The Conventionalist
The Sort of Company You'd Enjoy
Openings in Robert Stone's Early Novels
By Patrick McGinty
creative writing student in search of an invention strategy is not short on advice.
“A story,” announces Janet Burroway in her seminal text Writing Fiction: A Guide to Narrative Craft, “is a war.” To commence this war, Burroway instructs the young writer to quickly address two main tasks: get your fighters fighting, and identify stakes worth fighting over. In addition to having a certain “seven swans-a-swimming” sonic appeal, this “fighters-fighting” approach also has a practical, technical appeal to the eager student: namely, pick a point of view, then size it up against a second one.
The creative writing student in search of an invention strategy may feel sufficiently informed by this “fighters fighting” mantra. It may be the only scrap of advice they need in order to begin their project or exercise (if they need any guidance at all). However, if they find Burroway useful, and if they then logically assume that other good advice must also be out there in the world awaiting their eager eyes, the student will soon familiarize themselves with one of creative writing pedagogy’s oldest traditions: one writer calling BS on another.
In this case, the person who disagrees with Burroway’s story-as-war approach is Burroway herself. In Curious Attractions: Essays On Writing, Debra Spark explains how future editions of Burroway’s text would see her scale back the militaristic language that she had in fact borrowed from editor Mel McKee. The war analogies, Burroway felt in later years, were overly masculine, a sentiment shared by other practitioners. Spark explains how Ursula Le Guin took issue with the gender politics of the “story-as-war” analogy, the plain-old politics politics of the analogy, as well as the role of conflict itself in fiction. Why, Le Guin wondered, should this “gladiatorial view of fiction,” this “one aspect of existence, conflict, subsume all other aspects?”
So. The eager creative writing student: they’re in the thick of it now. They know they should start a war at the outset of a piece. Or, they should reject the masculine mumbo jumbo that prescribes their fighters get-a fighting. The student is, in a word, bamboozled. In their confusion, and on recommendation, they pivot to Charles Baxter, that thoughtful champion of subtext, who suggests that “characters reveal themselves through dramatic placement.” Place them in a good scene, Baxter advises in The Art of Subtext, let it simmer, and then watch your characters slowly “lose their surface-level self-possession,” which is another nice alliterative phrase, although the student should not be humming it when they open their John Gardner. “No fiction,” Gardner writes in his canonical text The Art of Fiction, “can have real interest if the central character is not an agent struggling for his or her own goals but a victim, subject to the will of others.” Subtleties and simmering and dramatic placement are not nearly enough, Gardner insists. “Failure to recognize that the central character must act, not simply be acted upon,” Gardner claims, “is the single most common mistake in the fiction of beginners.”

# # #

• [What the task requires] In the essay above on fiction-writing advice, whom did Burroway borrow her militaristic language from?

# # #

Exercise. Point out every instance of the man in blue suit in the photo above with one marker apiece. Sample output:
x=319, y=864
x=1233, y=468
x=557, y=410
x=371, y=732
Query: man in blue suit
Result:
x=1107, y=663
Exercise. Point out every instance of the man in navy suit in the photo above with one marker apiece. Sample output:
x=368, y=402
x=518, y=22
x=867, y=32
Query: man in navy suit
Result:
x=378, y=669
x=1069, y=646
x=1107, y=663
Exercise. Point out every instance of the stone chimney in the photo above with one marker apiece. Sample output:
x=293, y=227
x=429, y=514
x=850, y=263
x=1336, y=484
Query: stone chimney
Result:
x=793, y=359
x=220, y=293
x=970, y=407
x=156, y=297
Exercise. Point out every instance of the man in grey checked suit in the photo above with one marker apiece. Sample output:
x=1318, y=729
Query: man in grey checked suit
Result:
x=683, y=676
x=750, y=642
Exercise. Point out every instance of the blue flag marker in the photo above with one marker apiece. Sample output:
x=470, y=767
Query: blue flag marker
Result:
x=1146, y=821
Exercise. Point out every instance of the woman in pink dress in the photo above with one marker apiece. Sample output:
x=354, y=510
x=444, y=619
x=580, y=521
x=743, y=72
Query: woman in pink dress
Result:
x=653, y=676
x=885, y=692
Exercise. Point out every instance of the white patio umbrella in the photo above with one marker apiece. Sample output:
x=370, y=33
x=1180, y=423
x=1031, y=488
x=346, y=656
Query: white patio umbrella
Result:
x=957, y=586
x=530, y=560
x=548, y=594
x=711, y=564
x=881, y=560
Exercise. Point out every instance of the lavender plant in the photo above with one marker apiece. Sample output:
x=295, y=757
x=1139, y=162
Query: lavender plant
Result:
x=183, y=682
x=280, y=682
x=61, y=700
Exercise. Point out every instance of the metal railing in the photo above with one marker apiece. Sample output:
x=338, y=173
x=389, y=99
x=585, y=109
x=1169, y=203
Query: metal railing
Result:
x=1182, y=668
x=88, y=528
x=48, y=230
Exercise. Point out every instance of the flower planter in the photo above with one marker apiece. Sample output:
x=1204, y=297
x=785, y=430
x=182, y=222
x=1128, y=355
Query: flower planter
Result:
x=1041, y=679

# # #

• [Result of this task] Editor Mel McKee.